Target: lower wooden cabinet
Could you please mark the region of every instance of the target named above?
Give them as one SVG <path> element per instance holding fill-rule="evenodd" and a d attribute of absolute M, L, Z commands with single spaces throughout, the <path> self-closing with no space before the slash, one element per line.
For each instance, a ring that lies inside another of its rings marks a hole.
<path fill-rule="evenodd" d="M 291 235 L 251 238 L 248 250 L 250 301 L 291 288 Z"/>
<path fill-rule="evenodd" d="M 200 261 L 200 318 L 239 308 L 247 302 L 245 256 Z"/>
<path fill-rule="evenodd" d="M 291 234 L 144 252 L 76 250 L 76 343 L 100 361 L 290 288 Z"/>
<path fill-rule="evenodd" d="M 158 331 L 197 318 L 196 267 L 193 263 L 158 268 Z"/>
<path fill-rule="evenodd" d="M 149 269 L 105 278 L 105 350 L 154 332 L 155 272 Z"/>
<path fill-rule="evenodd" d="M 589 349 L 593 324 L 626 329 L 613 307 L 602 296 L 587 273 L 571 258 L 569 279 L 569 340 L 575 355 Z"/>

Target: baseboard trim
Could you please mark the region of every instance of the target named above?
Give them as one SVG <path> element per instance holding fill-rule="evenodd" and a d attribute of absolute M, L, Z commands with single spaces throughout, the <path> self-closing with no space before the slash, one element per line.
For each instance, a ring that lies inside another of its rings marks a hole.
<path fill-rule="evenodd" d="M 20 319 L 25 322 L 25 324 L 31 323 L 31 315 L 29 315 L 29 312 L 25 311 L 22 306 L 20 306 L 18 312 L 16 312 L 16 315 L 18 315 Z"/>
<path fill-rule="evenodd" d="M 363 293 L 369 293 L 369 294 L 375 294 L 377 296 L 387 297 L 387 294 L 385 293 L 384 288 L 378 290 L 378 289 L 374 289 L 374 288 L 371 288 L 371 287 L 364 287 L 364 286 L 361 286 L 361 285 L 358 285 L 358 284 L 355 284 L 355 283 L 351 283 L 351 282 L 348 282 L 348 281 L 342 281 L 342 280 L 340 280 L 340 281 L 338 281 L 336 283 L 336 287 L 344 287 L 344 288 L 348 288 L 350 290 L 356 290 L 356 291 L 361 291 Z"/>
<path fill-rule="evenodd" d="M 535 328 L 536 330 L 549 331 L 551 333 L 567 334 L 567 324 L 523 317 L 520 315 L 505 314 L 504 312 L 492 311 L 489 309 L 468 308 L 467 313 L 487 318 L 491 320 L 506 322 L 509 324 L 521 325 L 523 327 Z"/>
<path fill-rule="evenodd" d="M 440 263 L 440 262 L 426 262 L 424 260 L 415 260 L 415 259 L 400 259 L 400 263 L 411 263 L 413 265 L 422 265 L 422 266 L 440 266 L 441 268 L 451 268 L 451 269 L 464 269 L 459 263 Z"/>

> _Exercise prompt_
Reproduce each entry above exactly, keeping every word.

> _Your solution_
Target: lower wooden cabinet
Could you please mark the region of every instance of the target named above?
Give them as one SVG <path> element per instance holding fill-rule="evenodd" and a d attribute of absolute M, L, Z commands with single spaces throughout, the <path> self-closing with no space before the slash, one element per line.
For each instance, a ring that lies inside another of its rings marks a hole.
<path fill-rule="evenodd" d="M 291 235 L 251 238 L 248 250 L 250 301 L 291 288 Z"/>
<path fill-rule="evenodd" d="M 200 261 L 200 318 L 239 308 L 247 302 L 245 256 Z"/>
<path fill-rule="evenodd" d="M 291 234 L 144 252 L 76 250 L 76 343 L 100 361 L 290 288 Z"/>
<path fill-rule="evenodd" d="M 158 331 L 197 318 L 196 267 L 193 263 L 158 268 Z"/>
<path fill-rule="evenodd" d="M 149 269 L 105 278 L 105 350 L 154 332 L 155 272 Z"/>
<path fill-rule="evenodd" d="M 589 349 L 593 324 L 626 329 L 613 307 L 602 296 L 587 273 L 571 258 L 569 279 L 569 340 L 575 355 Z"/>

Target: baseboard trim
Could you please mark the region of every instance of the target named above?
Give them as one SVG <path> element per instance holding fill-rule="evenodd" and a d attribute of absolute M, L, Z commands with single spaces throughout, the <path> self-closing with no space before the slash, one element per line.
For each instance, a ring that lies inside another of its rings marks a hole.
<path fill-rule="evenodd" d="M 20 319 L 25 322 L 25 324 L 31 323 L 31 315 L 29 315 L 29 312 L 25 311 L 22 306 L 20 306 L 18 312 L 16 312 L 16 315 L 18 315 Z"/>
<path fill-rule="evenodd" d="M 363 293 L 369 293 L 369 294 L 375 294 L 377 296 L 387 297 L 387 294 L 385 293 L 384 288 L 378 290 L 378 289 L 374 289 L 374 288 L 371 288 L 371 287 L 364 287 L 364 286 L 361 286 L 361 285 L 358 285 L 358 284 L 355 284 L 355 283 L 351 283 L 351 282 L 348 282 L 348 281 L 342 281 L 342 280 L 340 280 L 340 281 L 338 281 L 336 283 L 336 287 L 344 287 L 344 288 L 348 288 L 350 290 L 356 290 L 356 291 L 361 291 Z"/>
<path fill-rule="evenodd" d="M 535 328 L 536 330 L 549 331 L 551 333 L 567 334 L 567 324 L 523 317 L 520 315 L 505 314 L 504 312 L 492 311 L 489 309 L 468 308 L 467 313 L 487 318 L 491 320 L 506 322 L 509 324 L 521 325 L 523 327 Z"/>
<path fill-rule="evenodd" d="M 440 263 L 440 262 L 426 262 L 424 260 L 415 260 L 415 259 L 400 259 L 400 263 L 411 263 L 413 265 L 422 265 L 422 266 L 440 266 L 441 268 L 451 268 L 451 269 L 464 269 L 459 263 Z"/>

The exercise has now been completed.